-------- SUPPLIED TEXT --------

Leon Goldsworthy qualified in mine disposal in August 1941 and had transferred to EMS at Vernon in January 1943. He had also distinguished himself in mine disposal operations.
AEDU had decided that, as oxygen diving was so dangerous below 10 m it was necessary to develop the use of oxygen-nitrogen mixtures in self-contained breathing apparatus for use at greater depths. The oxygen breathed could be diluted with nitrogen, although not so much as in air, and this would allow diving to considerably greater depths without the risk of oxygen poisoning.
Together, Mould and Goldsworthy developed the Vernon Diving Suit, a compromise between the Admiralty Standard Diving Dress and the Salvus Self Contained Oxygen Recirculation Breathing Equipment. The Vernon, officially known as the Mine Recovery Suit or MRS, was essentially a walking suit, good enough for mine disposal and recovery dives to 180 feet, but unsuitable for large area bottom searches.
In May 1943 Allied forces entered Bizerta on the north coast of Tunisia, and north coast of Tunisia, and following the defeat of the German/Italian Army found a large load of German ground mines in two lighters moored in the harbour. The Germans had planned to deploy them in the harbour before their final retreat. The news of this find raised concerns within the Director of Minesweeping Division in the Admiralty. Commander C.E. (Bill) Hamond, already part of the planning of Operation Overlord, realised the very success of the operation was dependent upon open ports to replenish allied supplies; an impossible task if these ports were littered with sea mines. Most importantly, this role could not be filled by a conventional minesweeper – it required an alternative approach.
Hamond, who had won a DSC during World War I, had retired in 1927 and rejoined in 1939. His previous posting was Commanding Officer Mine Recovery Flotillas at Vernon where he received a DSO and Bar to his DSC. During his time at Vernon he got to know Mould and was aware that he was working on self-contained diving equipment. He approached Mould to join him in working to provide a solution to the issue.
On a wet Sunday afternoon in Vernon, Mould and Goldsworthy conceived the idea of using squads of divers to locate, immobilise and destroy mines. Several large teams of divers were required and it was essential that they were highly mobile and able to dive and search anywhere at short notice. Wire jackstays and sinkers would be laid out across the harbour floor to provide a grid. Teams of divers would conduct a methodical search using the jackstay to guide their movement searching one side and then, on return, the other. The jackstay would then be recovered and moved to the next area.
Mould approached Hamond with this concept, which he endorsed and had Mould posted to his staff in Admiralty to develop the P Party concept. Goldsworthy volunteered to assist but this was refused, and he remained in Vernon for underwater mine disposal, using the suit he helped to develop. He worked closely with Vernon’s Mine Recovery Flotilla, a group of auxiliary vessels fitted for mine location and recovery. During this period, he was awarded the George Medal (April 1944), Mentioned in Dispatches (August 1944) the George Cross (September 1944) and Distinguished Service Cross (January 1945).

--------

:: STATED PROBLEM A ::
Print the passage on wartime mine disposal word for word between "Hamond, who had" and "to the issue.", inclusive.

-------- THE RECORDS --------

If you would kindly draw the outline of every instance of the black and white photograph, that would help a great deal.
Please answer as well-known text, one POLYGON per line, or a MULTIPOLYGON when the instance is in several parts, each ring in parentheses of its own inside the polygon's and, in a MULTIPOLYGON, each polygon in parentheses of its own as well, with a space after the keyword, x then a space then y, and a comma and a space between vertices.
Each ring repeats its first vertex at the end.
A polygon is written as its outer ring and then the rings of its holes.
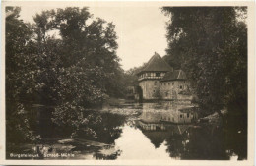
POLYGON ((253 159, 254 3, 2 3, 2 161, 253 159))

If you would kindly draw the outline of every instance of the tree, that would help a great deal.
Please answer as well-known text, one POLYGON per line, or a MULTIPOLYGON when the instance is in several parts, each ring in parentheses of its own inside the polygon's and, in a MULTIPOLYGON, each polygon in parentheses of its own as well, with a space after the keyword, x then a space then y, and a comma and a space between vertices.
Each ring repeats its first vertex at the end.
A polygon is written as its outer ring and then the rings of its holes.
POLYGON ((34 47, 31 25, 19 20, 20 8, 6 7, 6 131, 9 142, 39 138, 31 129, 28 103, 33 83, 34 47), (29 87, 29 88, 28 88, 29 87))
POLYGON ((29 110, 40 104, 53 108, 48 118, 73 136, 84 131, 96 138, 92 124, 102 118, 87 109, 121 96, 124 86, 114 25, 94 20, 87 8, 43 11, 34 25, 19 20, 20 8, 6 10, 8 137, 32 138, 29 110))
POLYGON ((227 103, 239 97, 244 98, 242 105, 246 105, 247 28, 237 20, 241 14, 237 10, 246 16, 246 8, 162 10, 171 17, 167 26, 167 56, 174 57, 187 73, 205 113, 221 113, 227 103))
POLYGON ((38 54, 45 57, 40 68, 45 94, 50 93, 53 121, 69 125, 73 136, 84 131, 96 137, 90 124, 100 123, 86 109, 100 105, 108 95, 120 96, 122 70, 116 55, 114 25, 93 20, 88 8, 44 11, 34 17, 38 54), (49 37, 58 31, 61 39, 49 37))

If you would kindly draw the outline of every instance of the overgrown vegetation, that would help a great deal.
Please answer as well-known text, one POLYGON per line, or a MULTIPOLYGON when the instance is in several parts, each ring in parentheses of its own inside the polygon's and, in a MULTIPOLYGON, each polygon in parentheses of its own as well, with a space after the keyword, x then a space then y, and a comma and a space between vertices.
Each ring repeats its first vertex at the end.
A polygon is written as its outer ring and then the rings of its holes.
POLYGON ((83 130, 96 138, 92 123, 102 119, 85 109, 123 96, 115 26, 88 8, 43 11, 35 24, 20 20, 20 10, 6 8, 7 139, 36 139, 26 109, 33 104, 52 106, 53 122, 71 126, 73 136, 83 130))

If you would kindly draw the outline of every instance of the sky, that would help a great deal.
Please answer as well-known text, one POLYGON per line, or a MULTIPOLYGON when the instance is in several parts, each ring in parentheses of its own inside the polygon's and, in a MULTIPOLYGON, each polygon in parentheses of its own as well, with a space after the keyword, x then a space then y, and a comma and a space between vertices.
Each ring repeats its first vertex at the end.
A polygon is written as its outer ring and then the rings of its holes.
MULTIPOLYGON (((20 13, 25 22, 52 7, 23 6, 20 13)), ((101 18, 115 25, 118 39, 117 55, 124 70, 139 67, 154 55, 165 55, 167 48, 166 22, 169 20, 159 7, 90 7, 94 19, 101 18)))

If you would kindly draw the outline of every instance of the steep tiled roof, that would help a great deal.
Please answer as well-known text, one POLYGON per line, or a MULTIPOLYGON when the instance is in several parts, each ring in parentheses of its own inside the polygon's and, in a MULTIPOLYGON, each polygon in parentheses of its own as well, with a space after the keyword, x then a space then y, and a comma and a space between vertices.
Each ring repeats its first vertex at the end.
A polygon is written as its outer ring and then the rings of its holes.
POLYGON ((182 70, 174 70, 173 72, 166 73, 161 81, 176 81, 186 79, 186 74, 182 70))
POLYGON ((172 68, 158 54, 152 56, 147 65, 139 72, 167 72, 172 68))

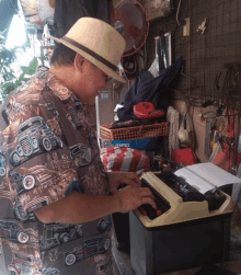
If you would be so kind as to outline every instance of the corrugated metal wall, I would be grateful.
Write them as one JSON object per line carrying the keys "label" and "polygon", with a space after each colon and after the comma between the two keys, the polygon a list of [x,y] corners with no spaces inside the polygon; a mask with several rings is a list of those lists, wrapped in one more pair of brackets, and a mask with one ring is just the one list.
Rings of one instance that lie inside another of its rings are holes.
{"label": "corrugated metal wall", "polygon": [[[176,5],[179,0],[176,0]],[[160,31],[172,33],[173,60],[183,55],[184,73],[179,89],[196,103],[207,99],[217,100],[214,91],[215,77],[226,62],[241,61],[241,0],[182,0],[181,25],[176,25],[176,9],[164,19],[150,22],[147,41],[147,67],[154,59],[154,37]],[[183,36],[185,19],[190,18],[190,36]],[[207,20],[204,34],[197,32]]]}

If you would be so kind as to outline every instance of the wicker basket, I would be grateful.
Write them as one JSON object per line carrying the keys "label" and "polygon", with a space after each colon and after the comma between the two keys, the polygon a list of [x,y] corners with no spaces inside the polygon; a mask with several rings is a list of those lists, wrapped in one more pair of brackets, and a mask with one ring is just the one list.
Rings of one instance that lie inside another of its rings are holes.
{"label": "wicker basket", "polygon": [[103,139],[137,139],[168,135],[168,122],[110,129],[111,124],[101,125],[101,138]]}

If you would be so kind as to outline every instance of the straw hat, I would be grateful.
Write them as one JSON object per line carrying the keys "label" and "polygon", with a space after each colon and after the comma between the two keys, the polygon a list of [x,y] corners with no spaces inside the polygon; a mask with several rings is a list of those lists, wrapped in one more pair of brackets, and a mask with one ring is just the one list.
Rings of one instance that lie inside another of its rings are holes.
{"label": "straw hat", "polygon": [[110,24],[99,19],[81,18],[65,36],[51,38],[79,53],[107,76],[126,82],[116,72],[126,42]]}

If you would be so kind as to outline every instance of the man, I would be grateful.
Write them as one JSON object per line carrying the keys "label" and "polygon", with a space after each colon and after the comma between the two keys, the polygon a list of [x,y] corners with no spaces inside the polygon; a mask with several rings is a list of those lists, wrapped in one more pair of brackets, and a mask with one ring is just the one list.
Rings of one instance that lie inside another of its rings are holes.
{"label": "man", "polygon": [[[125,42],[80,19],[0,114],[0,236],[9,274],[113,274],[111,219],[157,207],[135,174],[106,174],[88,103],[107,88]],[[118,191],[120,183],[129,186]],[[113,195],[110,195],[110,192]]]}

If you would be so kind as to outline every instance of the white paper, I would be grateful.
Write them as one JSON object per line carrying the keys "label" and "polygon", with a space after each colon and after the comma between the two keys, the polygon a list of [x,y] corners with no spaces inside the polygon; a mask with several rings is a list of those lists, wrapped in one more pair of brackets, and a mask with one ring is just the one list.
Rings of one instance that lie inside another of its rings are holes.
{"label": "white paper", "polygon": [[241,179],[228,173],[211,162],[185,167],[175,171],[174,174],[182,176],[190,185],[202,194],[227,184],[241,184]]}

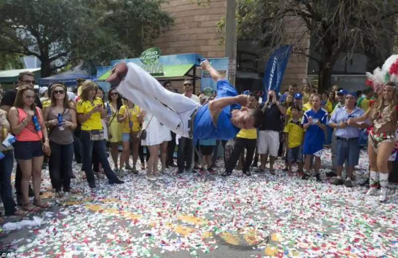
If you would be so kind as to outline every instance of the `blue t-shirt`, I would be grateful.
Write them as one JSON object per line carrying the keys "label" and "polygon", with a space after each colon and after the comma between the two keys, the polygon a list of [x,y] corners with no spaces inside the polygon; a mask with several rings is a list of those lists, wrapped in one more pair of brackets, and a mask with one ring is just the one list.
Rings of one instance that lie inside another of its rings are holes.
{"label": "blue t-shirt", "polygon": [[215,146],[215,139],[207,139],[207,140],[199,140],[199,145],[203,146]]}
{"label": "blue t-shirt", "polygon": [[[301,123],[305,125],[308,123],[308,119],[310,117],[312,118],[312,123],[314,124],[316,120],[324,125],[327,124],[328,114],[327,111],[321,108],[315,112],[312,109],[307,110],[304,113]],[[312,145],[314,152],[320,150],[323,146],[325,141],[325,132],[318,126],[311,125],[305,131],[304,136],[304,146]]]}
{"label": "blue t-shirt", "polygon": [[[217,96],[215,99],[224,97],[234,97],[238,95],[235,88],[226,80],[217,81]],[[197,112],[193,128],[194,143],[199,139],[217,139],[229,140],[235,137],[240,129],[231,123],[231,111],[240,109],[241,106],[234,104],[223,108],[217,120],[217,127],[211,121],[208,104],[204,105]]]}

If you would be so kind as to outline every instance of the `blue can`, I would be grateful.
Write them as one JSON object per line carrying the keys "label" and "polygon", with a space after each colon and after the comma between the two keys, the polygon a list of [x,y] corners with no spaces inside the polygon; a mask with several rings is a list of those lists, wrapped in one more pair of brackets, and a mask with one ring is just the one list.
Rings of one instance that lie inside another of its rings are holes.
{"label": "blue can", "polygon": [[37,116],[36,115],[32,117],[32,121],[33,122],[36,130],[37,131],[40,131],[41,129],[41,128],[39,124],[39,121],[37,120]]}
{"label": "blue can", "polygon": [[110,105],[108,104],[106,105],[106,110],[108,113],[108,116],[112,115],[112,111],[110,110]]}

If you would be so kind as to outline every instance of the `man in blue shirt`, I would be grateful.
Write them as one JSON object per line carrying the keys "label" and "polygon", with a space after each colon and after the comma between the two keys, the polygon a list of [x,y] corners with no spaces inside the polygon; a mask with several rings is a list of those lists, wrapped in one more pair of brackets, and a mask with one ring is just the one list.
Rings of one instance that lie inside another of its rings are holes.
{"label": "man in blue shirt", "polygon": [[[125,98],[151,113],[159,122],[183,137],[228,140],[242,128],[258,127],[262,113],[244,106],[249,96],[238,95],[236,90],[211,67],[207,60],[202,70],[217,81],[217,96],[208,104],[200,104],[165,89],[158,80],[137,64],[121,63],[106,79]],[[166,105],[167,107],[164,105]]]}
{"label": "man in blue shirt", "polygon": [[315,157],[315,177],[319,180],[320,157],[325,141],[326,124],[328,120],[327,112],[320,107],[320,97],[314,95],[311,98],[312,107],[304,113],[302,124],[305,131],[304,137],[303,154],[305,155],[304,166],[306,174],[302,176],[304,180],[310,176],[311,156]]}
{"label": "man in blue shirt", "polygon": [[337,177],[332,182],[336,186],[343,184],[341,174],[343,165],[347,160],[348,174],[344,184],[347,187],[352,187],[352,173],[359,161],[359,135],[361,129],[368,126],[365,123],[356,123],[349,126],[347,124],[349,118],[361,117],[365,113],[363,110],[355,106],[356,100],[357,96],[355,92],[349,92],[346,94],[344,106],[334,110],[329,123],[330,127],[336,129]]}

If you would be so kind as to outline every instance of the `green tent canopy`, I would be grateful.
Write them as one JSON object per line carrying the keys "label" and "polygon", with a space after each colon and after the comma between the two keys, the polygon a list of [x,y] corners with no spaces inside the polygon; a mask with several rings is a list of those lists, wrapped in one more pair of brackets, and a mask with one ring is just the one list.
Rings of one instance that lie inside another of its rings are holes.
{"label": "green tent canopy", "polygon": [[[155,78],[166,78],[176,77],[183,77],[190,72],[194,64],[179,64],[177,65],[163,65],[163,75],[161,76],[154,76]],[[105,80],[110,75],[111,70],[105,72],[100,76],[99,81]]]}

--------

:: STATED PROBLEM B ::
Please revise the records from their start through the line holding "POLYGON ((253 159, 254", inclusive, changing "photograph" to "image" and nothing else. Give only those lines, without the pictures.

:: EXERCISE RESPONSE A ::
Hamond, who had won a DSC during World War I, had retired in 1927 and rejoined in 1939. His previous posting was Commanding Officer Mine Recovery Flotillas at Vernon where he received a DSO and Bar to his DSC. During his time at Vernon he got to know Mould and was aware that he was working on self-contained diving equipment. He approached Mould to join him in working to provide a solution to the issue.

:: EXERCISE RESPONSE B ::
If you would kindly draw the outline of every instance of the black and white image, that would help a great deal.
Please answer as well-known text, one POLYGON per line, or a MULTIPOLYGON when the instance is in several parts, each ring in parentheses of its own inside the polygon's and, in a MULTIPOLYGON, each polygon in parentheses of its own as well, with a space after the keyword, x then a space then y, and a comma and a space between vertices.
Each ring repeats its first vertex at the end.
A polygon is written as its outer ring and then the rings of its holes.
POLYGON ((253 159, 254 3, 2 3, 2 161, 253 159))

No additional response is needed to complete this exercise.